=== Begin Enclosure ===
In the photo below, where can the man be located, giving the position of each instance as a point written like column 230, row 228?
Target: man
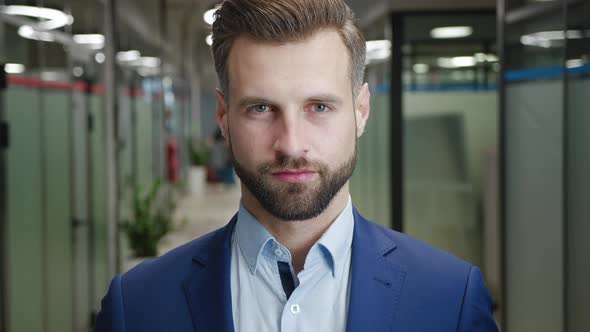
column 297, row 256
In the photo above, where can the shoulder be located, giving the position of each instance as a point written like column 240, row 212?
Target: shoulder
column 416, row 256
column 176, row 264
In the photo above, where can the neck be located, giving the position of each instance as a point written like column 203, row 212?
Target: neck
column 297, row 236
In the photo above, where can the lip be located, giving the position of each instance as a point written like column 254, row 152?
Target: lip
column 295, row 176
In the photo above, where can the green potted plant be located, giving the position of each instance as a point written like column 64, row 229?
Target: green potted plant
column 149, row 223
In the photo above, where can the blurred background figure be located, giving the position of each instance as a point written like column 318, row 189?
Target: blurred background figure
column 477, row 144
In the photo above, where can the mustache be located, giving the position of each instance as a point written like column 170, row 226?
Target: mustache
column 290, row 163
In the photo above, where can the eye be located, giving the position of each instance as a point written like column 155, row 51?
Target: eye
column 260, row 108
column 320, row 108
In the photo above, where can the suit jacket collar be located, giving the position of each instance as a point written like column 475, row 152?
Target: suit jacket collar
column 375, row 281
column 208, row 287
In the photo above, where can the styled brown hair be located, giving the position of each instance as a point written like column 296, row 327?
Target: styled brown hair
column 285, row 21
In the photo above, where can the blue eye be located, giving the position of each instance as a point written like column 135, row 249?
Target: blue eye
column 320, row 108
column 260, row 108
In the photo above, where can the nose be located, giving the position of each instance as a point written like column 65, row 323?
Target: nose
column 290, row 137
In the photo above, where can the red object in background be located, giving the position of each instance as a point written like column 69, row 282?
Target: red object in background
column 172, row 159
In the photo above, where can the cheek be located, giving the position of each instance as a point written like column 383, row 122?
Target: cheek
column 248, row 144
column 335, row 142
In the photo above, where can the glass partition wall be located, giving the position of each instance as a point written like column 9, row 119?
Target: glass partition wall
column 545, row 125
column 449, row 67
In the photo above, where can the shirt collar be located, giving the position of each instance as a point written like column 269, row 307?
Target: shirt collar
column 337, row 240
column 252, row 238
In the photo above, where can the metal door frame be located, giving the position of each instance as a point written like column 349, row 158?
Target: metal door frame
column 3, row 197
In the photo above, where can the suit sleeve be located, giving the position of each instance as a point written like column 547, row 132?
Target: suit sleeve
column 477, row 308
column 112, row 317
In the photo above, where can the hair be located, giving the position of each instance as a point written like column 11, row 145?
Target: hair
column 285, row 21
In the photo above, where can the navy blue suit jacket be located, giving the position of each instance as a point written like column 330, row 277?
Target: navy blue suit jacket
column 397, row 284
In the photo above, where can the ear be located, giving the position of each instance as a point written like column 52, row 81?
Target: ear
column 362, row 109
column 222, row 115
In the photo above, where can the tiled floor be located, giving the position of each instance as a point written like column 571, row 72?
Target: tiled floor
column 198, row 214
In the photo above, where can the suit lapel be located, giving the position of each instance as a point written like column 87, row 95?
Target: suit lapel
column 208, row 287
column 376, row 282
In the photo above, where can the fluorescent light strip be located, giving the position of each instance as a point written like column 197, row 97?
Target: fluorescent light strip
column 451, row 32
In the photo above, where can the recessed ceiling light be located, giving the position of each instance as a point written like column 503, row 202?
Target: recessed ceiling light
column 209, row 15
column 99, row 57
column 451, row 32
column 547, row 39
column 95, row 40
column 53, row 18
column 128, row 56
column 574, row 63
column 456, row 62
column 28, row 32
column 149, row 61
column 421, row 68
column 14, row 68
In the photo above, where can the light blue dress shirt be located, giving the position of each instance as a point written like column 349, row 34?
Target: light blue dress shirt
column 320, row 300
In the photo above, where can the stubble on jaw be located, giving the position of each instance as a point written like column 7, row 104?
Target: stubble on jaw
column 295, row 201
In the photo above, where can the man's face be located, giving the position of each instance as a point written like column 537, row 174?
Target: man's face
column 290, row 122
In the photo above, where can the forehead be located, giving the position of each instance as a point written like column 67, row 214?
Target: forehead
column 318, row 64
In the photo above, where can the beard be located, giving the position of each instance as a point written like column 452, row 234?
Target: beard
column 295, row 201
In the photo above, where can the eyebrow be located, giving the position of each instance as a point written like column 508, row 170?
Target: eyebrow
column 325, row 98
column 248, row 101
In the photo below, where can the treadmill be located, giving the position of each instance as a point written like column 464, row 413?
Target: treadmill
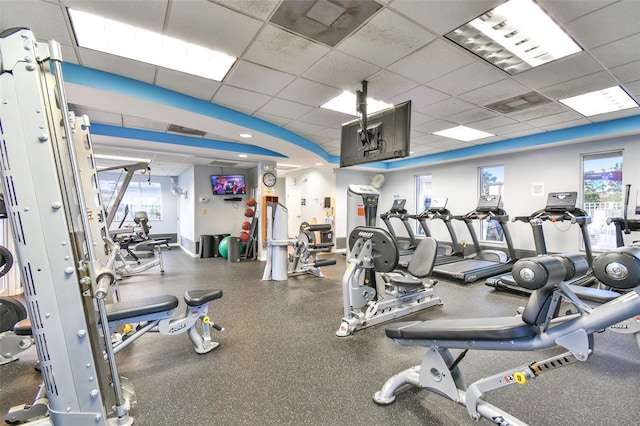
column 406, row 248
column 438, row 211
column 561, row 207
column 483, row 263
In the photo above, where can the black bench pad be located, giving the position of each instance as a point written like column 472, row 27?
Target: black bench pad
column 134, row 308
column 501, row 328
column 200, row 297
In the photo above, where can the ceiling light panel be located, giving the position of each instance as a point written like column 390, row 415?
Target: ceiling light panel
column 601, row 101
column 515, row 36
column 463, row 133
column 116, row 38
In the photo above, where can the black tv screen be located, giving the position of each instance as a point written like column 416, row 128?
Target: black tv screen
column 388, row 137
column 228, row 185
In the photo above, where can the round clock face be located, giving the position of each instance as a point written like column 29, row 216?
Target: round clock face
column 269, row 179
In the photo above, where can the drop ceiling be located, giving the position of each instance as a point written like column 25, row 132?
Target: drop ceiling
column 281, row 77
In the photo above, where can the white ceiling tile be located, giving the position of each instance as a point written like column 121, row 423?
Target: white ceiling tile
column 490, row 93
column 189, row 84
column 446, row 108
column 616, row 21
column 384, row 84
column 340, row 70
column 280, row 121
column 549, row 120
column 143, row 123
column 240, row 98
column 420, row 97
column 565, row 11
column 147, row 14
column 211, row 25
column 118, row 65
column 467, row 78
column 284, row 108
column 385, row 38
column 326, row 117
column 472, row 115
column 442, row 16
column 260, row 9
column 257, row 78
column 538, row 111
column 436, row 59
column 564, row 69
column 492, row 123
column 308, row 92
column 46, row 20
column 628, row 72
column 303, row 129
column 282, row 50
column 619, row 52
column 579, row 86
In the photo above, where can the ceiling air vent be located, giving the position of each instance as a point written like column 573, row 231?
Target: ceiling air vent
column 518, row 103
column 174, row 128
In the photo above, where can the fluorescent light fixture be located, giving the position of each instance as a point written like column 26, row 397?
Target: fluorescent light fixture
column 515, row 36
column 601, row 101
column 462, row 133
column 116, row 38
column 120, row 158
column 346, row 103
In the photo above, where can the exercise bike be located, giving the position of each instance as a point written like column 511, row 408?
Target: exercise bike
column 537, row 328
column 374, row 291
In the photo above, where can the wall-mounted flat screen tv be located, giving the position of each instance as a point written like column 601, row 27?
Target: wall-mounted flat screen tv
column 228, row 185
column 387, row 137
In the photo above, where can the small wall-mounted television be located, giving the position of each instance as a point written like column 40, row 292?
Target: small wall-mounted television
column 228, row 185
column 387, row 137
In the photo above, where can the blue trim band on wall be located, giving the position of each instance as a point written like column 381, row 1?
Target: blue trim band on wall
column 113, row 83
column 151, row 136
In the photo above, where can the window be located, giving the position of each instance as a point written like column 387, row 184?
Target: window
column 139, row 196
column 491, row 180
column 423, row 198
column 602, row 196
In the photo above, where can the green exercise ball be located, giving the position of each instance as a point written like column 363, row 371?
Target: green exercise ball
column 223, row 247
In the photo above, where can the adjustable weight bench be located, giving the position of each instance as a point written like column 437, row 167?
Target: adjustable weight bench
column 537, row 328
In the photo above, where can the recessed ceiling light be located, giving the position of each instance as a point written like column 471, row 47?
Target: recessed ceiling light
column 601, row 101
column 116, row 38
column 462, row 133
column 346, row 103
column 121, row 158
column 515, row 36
=== End Enclosure ===
=== Begin Enclosure ===
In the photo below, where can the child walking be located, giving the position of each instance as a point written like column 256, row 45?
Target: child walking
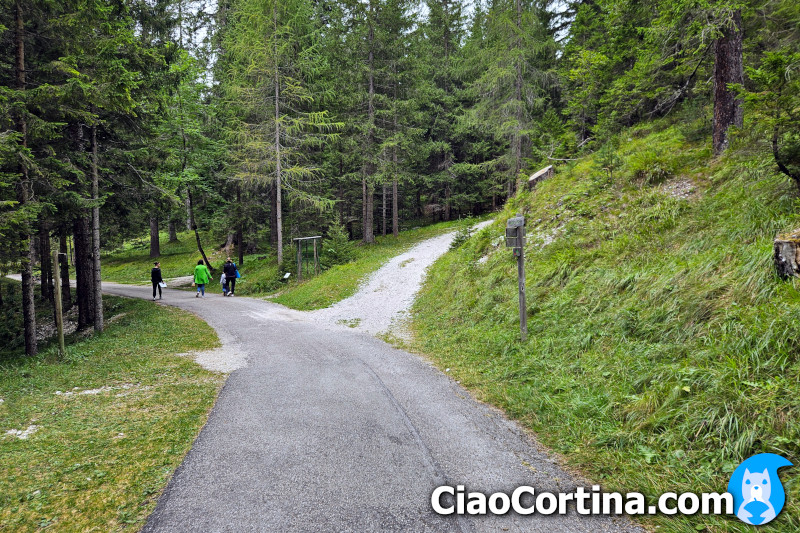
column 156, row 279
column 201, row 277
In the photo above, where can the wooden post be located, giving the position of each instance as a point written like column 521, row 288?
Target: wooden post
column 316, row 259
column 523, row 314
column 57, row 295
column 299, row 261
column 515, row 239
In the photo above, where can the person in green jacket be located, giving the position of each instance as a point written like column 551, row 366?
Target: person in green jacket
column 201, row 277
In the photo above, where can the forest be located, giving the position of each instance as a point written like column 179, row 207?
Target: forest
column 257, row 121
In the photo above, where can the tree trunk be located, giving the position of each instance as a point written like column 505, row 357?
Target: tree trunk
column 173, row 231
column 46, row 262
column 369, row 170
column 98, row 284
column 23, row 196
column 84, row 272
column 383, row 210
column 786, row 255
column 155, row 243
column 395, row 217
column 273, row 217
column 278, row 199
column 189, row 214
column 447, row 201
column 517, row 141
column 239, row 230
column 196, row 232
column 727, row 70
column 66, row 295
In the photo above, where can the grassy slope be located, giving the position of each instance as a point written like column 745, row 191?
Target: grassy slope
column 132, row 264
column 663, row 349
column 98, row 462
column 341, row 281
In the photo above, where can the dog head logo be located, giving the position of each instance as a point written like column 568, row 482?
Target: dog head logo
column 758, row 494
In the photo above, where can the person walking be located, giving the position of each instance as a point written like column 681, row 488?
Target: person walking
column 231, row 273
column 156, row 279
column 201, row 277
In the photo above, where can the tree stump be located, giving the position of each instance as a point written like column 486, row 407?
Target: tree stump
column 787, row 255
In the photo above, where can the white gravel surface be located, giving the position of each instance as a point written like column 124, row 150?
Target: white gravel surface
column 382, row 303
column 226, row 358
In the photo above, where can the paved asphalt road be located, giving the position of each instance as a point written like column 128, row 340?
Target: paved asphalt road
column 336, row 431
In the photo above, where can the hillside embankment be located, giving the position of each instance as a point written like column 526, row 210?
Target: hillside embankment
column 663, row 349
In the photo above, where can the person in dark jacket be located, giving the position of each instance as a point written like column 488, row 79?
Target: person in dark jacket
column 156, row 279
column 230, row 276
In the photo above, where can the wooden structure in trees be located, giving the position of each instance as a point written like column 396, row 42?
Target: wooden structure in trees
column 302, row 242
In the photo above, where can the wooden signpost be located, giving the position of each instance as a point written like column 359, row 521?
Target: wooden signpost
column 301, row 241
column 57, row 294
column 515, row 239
=== End Enclosure ===
=== Begin Enclosure ===
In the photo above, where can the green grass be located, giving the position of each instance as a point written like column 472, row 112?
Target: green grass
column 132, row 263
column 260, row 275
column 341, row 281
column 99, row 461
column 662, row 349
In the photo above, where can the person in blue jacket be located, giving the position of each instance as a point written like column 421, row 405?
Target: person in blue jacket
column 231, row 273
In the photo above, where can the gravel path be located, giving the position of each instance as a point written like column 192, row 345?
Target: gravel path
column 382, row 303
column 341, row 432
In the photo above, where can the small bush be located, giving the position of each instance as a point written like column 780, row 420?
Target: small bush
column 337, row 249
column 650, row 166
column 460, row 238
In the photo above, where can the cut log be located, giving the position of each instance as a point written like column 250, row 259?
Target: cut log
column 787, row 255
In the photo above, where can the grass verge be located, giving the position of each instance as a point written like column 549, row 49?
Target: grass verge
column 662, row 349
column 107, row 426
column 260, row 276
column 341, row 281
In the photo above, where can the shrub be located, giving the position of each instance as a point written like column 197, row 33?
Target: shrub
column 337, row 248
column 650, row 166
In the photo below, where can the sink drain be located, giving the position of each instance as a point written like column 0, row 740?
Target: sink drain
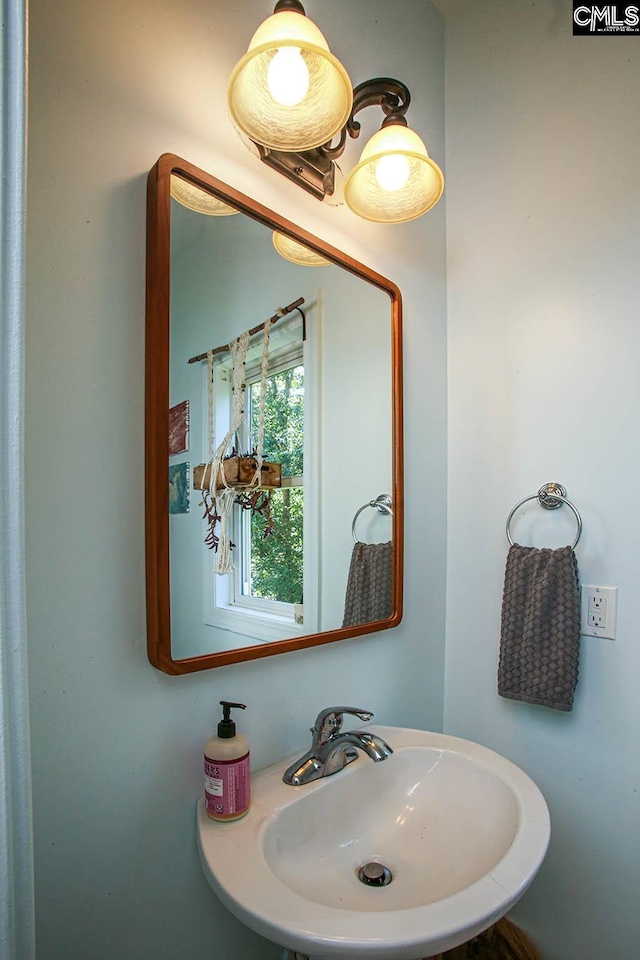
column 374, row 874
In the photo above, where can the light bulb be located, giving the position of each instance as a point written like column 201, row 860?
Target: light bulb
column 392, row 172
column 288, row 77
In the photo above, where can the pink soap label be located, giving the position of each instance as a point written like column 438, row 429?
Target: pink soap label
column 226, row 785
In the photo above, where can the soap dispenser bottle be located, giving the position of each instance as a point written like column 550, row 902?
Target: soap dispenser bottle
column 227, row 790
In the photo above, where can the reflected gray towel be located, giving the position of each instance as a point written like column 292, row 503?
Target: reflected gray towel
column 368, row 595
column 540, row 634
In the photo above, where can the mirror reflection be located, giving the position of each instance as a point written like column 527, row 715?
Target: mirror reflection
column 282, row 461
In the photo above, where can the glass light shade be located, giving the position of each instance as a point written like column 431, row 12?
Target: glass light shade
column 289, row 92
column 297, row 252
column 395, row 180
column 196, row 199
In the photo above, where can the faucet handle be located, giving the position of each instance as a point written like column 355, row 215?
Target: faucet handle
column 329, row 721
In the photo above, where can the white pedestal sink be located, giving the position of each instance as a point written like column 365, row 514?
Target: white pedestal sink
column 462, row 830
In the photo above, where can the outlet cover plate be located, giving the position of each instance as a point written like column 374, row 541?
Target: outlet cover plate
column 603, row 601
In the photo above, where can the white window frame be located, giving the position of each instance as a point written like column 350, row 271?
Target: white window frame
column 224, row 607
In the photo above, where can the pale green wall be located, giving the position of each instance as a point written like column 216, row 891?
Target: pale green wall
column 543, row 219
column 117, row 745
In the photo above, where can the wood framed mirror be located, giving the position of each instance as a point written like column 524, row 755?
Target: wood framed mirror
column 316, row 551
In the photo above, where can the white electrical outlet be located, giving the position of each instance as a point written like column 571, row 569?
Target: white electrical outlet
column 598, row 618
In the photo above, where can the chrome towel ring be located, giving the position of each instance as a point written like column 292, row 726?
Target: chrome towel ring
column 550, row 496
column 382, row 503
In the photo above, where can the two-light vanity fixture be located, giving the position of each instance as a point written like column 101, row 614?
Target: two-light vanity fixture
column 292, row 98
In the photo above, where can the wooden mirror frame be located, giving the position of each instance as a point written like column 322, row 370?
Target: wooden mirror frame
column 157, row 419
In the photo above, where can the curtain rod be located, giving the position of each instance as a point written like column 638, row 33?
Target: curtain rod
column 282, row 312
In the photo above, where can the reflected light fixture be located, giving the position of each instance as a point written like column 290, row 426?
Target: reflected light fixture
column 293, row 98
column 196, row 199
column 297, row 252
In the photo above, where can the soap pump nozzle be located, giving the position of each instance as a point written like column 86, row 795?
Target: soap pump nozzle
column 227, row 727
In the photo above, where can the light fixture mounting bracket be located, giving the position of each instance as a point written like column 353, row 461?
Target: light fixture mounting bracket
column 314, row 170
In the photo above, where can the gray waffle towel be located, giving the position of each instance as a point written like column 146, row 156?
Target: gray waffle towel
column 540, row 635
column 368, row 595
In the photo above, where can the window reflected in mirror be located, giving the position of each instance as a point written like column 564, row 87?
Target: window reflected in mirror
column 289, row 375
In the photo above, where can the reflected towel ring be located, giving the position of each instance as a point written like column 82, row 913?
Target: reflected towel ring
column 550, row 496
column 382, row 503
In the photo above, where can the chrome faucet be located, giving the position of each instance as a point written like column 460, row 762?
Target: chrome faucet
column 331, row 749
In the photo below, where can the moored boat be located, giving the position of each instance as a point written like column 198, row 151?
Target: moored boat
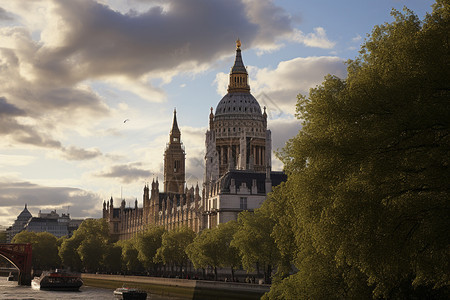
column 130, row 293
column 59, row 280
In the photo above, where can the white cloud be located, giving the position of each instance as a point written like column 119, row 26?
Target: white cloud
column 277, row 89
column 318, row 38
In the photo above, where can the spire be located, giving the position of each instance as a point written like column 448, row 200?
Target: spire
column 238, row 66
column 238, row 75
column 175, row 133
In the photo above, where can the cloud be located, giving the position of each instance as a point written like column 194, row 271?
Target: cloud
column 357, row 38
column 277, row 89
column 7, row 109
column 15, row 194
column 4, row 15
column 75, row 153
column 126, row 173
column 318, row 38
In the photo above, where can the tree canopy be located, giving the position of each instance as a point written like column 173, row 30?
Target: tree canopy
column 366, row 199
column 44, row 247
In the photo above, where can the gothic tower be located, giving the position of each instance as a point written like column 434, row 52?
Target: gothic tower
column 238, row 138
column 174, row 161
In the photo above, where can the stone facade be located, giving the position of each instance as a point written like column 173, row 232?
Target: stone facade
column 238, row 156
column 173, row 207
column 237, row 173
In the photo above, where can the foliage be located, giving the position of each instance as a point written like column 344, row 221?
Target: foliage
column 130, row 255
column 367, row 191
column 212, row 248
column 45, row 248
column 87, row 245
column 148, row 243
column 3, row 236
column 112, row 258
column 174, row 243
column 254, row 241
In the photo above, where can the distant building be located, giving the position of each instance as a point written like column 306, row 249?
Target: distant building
=== End Enclosure ===
## TASK PROMPT
For every line above that has "distant" in it, copy the line.

## PROBLEM SOLUTION
In the photo above, where can the distant building be located, giving the position of each instance as a point written like column 306, row 249?
Target: distant building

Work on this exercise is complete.